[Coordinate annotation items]
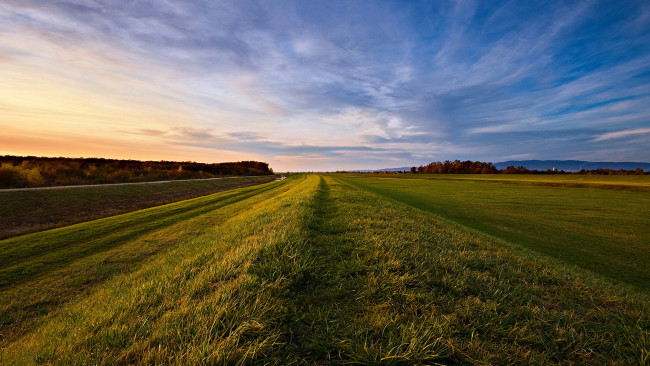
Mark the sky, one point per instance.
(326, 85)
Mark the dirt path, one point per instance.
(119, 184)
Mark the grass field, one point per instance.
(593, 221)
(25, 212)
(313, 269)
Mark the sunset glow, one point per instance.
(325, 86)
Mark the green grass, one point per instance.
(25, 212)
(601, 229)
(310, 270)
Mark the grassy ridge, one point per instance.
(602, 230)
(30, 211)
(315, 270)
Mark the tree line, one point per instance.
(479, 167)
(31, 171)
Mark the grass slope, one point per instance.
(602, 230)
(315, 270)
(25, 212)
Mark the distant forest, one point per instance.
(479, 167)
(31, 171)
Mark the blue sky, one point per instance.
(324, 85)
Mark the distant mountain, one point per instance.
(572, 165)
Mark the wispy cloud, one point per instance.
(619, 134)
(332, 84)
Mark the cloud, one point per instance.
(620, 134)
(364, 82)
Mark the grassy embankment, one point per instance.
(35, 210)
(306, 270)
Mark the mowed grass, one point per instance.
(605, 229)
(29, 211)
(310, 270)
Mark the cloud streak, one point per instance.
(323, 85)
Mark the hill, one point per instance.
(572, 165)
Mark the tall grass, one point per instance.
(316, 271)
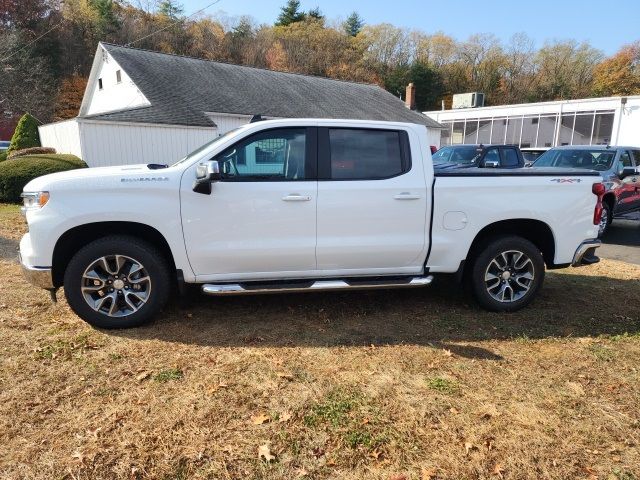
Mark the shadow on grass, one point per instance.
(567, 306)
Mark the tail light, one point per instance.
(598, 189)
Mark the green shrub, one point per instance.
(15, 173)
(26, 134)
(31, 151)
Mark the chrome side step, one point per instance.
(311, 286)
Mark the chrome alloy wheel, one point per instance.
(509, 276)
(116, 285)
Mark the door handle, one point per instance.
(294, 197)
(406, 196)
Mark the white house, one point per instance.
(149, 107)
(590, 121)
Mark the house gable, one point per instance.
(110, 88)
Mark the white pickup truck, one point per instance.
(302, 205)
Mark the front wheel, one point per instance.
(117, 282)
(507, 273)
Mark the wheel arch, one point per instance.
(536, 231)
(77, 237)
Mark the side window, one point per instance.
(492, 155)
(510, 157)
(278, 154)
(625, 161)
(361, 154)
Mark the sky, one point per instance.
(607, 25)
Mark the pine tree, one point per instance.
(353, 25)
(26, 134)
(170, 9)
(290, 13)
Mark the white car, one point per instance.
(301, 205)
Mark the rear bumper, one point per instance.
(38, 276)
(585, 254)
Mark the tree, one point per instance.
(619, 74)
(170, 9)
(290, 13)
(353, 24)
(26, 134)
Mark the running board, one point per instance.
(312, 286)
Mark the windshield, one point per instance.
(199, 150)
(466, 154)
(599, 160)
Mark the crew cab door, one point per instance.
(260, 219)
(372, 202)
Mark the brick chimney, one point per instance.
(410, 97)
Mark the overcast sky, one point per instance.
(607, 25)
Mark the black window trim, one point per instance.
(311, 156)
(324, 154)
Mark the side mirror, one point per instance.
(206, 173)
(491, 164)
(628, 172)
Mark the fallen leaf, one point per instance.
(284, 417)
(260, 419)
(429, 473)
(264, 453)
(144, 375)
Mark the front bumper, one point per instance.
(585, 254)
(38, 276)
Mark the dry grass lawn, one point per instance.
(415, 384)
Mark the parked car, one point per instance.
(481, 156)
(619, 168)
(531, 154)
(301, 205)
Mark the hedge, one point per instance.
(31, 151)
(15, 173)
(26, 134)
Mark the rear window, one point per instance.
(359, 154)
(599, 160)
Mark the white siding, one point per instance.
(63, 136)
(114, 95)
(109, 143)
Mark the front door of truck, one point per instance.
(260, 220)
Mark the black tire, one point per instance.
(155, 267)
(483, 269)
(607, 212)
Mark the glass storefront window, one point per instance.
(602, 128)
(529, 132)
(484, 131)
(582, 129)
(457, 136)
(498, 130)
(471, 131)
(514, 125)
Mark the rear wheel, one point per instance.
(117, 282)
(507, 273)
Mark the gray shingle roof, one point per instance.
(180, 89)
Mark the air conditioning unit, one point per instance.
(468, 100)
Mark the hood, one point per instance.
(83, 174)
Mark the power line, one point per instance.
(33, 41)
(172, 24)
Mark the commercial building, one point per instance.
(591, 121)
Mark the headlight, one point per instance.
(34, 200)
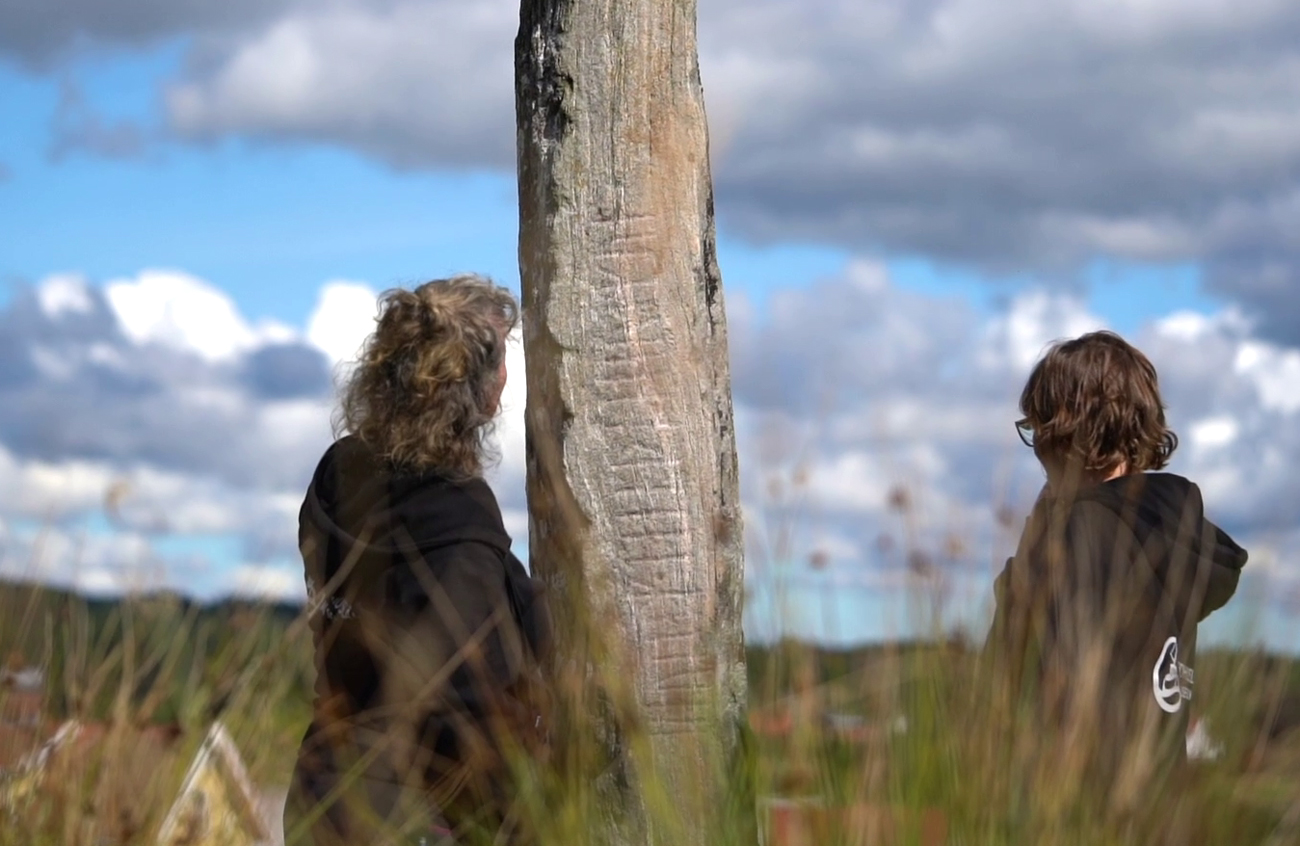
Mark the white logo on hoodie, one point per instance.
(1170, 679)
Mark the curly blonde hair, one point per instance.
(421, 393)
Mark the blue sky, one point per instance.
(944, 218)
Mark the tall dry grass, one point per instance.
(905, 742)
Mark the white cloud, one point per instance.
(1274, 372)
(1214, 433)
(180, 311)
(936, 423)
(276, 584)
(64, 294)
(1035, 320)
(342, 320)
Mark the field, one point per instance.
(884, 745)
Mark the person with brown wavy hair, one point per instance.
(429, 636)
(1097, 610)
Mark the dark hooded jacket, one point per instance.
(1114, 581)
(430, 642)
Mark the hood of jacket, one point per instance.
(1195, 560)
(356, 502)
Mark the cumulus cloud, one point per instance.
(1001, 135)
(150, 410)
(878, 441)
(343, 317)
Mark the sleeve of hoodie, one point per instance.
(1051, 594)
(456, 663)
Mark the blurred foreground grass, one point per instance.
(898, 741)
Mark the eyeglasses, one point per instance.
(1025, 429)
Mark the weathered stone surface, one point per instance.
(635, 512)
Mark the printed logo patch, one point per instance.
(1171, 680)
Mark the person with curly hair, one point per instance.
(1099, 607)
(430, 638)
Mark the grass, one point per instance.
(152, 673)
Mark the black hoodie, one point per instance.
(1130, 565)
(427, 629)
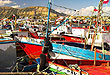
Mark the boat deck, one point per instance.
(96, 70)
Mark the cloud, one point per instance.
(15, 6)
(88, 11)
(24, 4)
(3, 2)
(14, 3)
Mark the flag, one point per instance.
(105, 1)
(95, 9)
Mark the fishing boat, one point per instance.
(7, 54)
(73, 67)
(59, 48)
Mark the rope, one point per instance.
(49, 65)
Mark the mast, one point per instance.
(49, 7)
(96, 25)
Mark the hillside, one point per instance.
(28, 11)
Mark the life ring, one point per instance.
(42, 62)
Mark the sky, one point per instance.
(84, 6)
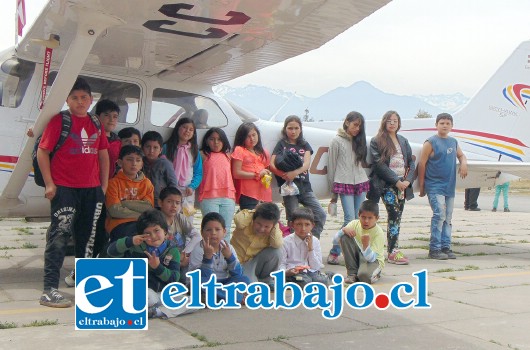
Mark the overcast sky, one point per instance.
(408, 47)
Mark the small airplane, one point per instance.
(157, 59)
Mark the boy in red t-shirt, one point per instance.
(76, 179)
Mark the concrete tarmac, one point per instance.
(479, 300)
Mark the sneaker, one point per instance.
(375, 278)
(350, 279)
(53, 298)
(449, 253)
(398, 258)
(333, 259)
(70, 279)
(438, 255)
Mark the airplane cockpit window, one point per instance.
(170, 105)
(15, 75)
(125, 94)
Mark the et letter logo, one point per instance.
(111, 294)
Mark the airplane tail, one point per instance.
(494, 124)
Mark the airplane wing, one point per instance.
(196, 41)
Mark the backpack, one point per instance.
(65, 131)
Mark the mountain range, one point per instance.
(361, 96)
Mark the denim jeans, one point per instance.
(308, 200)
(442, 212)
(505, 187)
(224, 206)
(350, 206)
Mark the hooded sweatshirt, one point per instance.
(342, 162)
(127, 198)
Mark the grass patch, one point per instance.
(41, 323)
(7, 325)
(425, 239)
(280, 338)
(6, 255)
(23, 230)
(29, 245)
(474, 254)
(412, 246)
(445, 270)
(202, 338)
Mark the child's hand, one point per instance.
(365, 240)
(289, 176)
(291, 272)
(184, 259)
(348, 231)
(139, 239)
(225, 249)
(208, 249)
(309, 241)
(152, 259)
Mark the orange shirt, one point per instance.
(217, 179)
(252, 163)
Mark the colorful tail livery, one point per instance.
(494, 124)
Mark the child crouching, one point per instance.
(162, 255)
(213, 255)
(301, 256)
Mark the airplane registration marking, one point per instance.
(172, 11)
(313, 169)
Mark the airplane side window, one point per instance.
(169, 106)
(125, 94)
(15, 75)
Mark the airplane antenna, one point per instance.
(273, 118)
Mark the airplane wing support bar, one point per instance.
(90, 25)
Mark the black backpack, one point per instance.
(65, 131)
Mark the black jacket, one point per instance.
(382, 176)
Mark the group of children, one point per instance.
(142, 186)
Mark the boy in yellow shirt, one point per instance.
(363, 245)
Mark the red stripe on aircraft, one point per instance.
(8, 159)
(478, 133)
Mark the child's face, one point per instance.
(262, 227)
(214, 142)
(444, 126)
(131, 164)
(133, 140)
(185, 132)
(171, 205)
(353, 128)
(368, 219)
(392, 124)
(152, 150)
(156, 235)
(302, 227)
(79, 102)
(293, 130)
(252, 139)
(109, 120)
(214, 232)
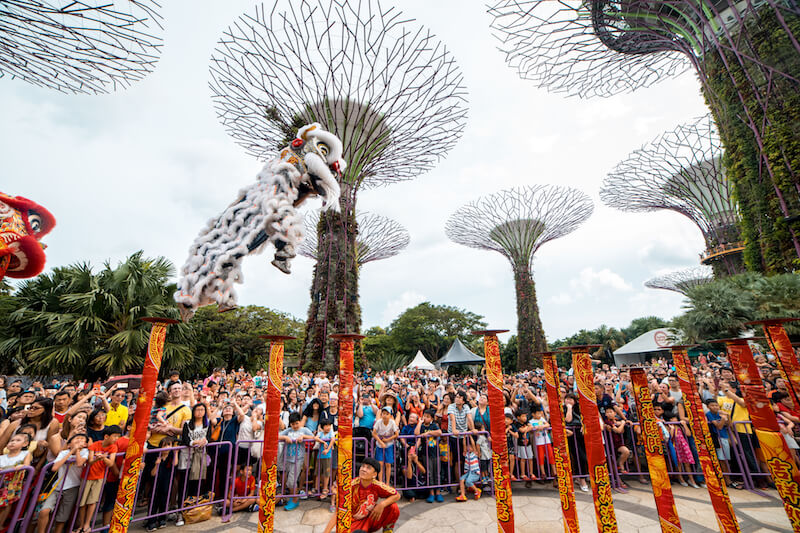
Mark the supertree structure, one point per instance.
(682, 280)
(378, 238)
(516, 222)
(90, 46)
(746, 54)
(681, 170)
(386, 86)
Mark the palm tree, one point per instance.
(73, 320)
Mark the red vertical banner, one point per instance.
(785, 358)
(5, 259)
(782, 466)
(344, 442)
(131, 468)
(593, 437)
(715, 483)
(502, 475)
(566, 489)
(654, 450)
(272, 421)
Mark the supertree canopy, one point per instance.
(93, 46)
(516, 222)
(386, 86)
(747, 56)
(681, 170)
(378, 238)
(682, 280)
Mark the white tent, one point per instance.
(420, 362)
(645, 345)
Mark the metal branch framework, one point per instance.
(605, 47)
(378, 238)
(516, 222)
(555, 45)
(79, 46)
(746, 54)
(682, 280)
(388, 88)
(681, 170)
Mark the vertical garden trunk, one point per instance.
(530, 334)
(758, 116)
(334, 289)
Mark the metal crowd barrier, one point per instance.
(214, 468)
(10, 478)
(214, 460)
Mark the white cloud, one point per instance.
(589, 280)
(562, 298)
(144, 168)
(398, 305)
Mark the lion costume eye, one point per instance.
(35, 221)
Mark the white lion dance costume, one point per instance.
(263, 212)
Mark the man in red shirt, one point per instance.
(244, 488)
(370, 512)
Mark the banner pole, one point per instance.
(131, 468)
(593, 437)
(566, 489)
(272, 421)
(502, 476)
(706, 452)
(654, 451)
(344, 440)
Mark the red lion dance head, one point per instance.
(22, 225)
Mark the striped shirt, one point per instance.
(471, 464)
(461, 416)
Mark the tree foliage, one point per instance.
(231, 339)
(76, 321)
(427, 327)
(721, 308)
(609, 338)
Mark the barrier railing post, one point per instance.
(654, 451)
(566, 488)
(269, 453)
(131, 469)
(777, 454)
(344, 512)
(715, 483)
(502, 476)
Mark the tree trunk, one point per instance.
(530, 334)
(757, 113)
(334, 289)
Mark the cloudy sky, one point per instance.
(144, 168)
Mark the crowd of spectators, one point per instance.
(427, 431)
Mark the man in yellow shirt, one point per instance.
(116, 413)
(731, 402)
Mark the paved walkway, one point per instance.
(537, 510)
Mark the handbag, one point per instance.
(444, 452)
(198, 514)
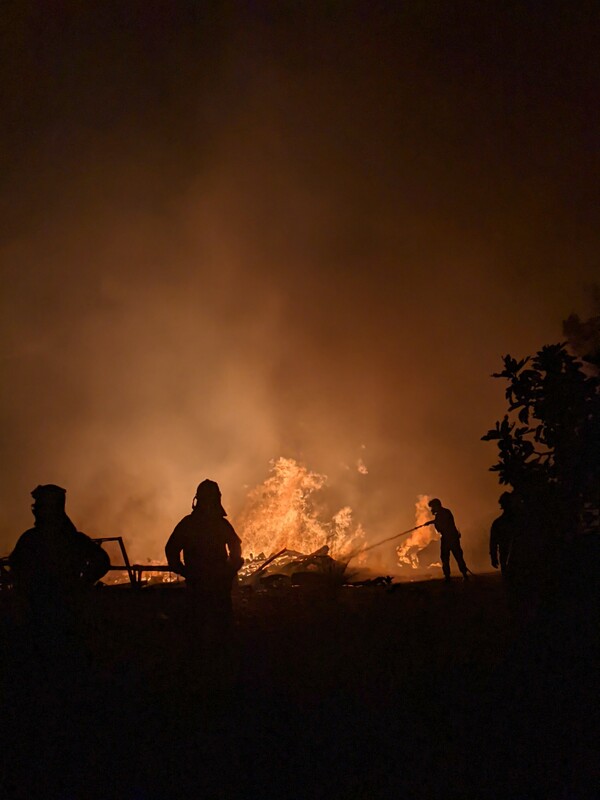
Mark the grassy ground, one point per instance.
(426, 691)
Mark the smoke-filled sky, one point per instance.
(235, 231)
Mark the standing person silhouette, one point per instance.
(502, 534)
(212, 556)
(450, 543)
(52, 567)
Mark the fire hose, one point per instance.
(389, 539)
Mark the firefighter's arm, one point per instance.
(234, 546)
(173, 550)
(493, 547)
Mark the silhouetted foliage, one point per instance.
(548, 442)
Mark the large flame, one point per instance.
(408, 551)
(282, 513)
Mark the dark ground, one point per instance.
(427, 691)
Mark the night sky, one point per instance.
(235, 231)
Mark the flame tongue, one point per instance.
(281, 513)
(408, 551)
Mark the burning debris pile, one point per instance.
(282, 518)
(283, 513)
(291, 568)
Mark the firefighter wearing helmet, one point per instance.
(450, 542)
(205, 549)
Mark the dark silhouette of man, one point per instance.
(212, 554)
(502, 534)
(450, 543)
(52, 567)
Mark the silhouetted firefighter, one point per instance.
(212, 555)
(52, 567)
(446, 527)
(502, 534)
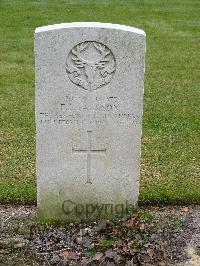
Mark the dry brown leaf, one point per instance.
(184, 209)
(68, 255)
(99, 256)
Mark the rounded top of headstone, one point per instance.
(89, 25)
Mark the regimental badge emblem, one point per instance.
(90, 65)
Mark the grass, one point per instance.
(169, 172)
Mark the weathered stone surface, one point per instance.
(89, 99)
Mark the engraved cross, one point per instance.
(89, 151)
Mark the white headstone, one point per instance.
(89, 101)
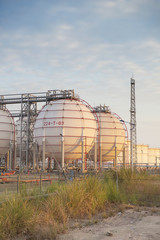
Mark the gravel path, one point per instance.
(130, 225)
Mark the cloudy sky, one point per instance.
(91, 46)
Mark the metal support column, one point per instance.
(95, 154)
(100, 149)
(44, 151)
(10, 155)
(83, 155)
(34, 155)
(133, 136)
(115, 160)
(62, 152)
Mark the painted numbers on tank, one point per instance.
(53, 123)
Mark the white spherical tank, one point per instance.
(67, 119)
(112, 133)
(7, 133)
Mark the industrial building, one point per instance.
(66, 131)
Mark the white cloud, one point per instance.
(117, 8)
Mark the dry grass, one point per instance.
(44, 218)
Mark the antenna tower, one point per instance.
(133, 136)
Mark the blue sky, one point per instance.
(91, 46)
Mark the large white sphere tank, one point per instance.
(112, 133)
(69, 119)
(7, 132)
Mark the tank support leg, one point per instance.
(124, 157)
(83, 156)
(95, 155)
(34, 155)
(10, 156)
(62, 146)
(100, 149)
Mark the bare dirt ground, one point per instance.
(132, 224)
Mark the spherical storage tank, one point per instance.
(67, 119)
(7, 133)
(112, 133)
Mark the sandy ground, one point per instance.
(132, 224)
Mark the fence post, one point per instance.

Task requirements |
Rewrite the items from the line containing "Mark the person with brown" through the line containing "(1025, 429)", both included, swapping "jacket" for "coat" and leaving everything else as it is.

Problem solution |
Mark the person with brown wavy hair, one point per instance.
(429, 636)
(1097, 610)
Mark the dark hooded coat, one point per instance.
(1114, 581)
(430, 642)
Mark the hood of coat, one point per instance.
(1195, 560)
(356, 502)
Mark the cumulus cloud, one point per instance.
(1001, 135)
(150, 410)
(878, 441)
(343, 317)
Mark the sleeve of hoodie, one point per instance.
(1051, 594)
(456, 663)
Mark the blurred foreground grass, one point per instance.
(898, 741)
Mark the eyeglasses, one point per instance.
(1025, 429)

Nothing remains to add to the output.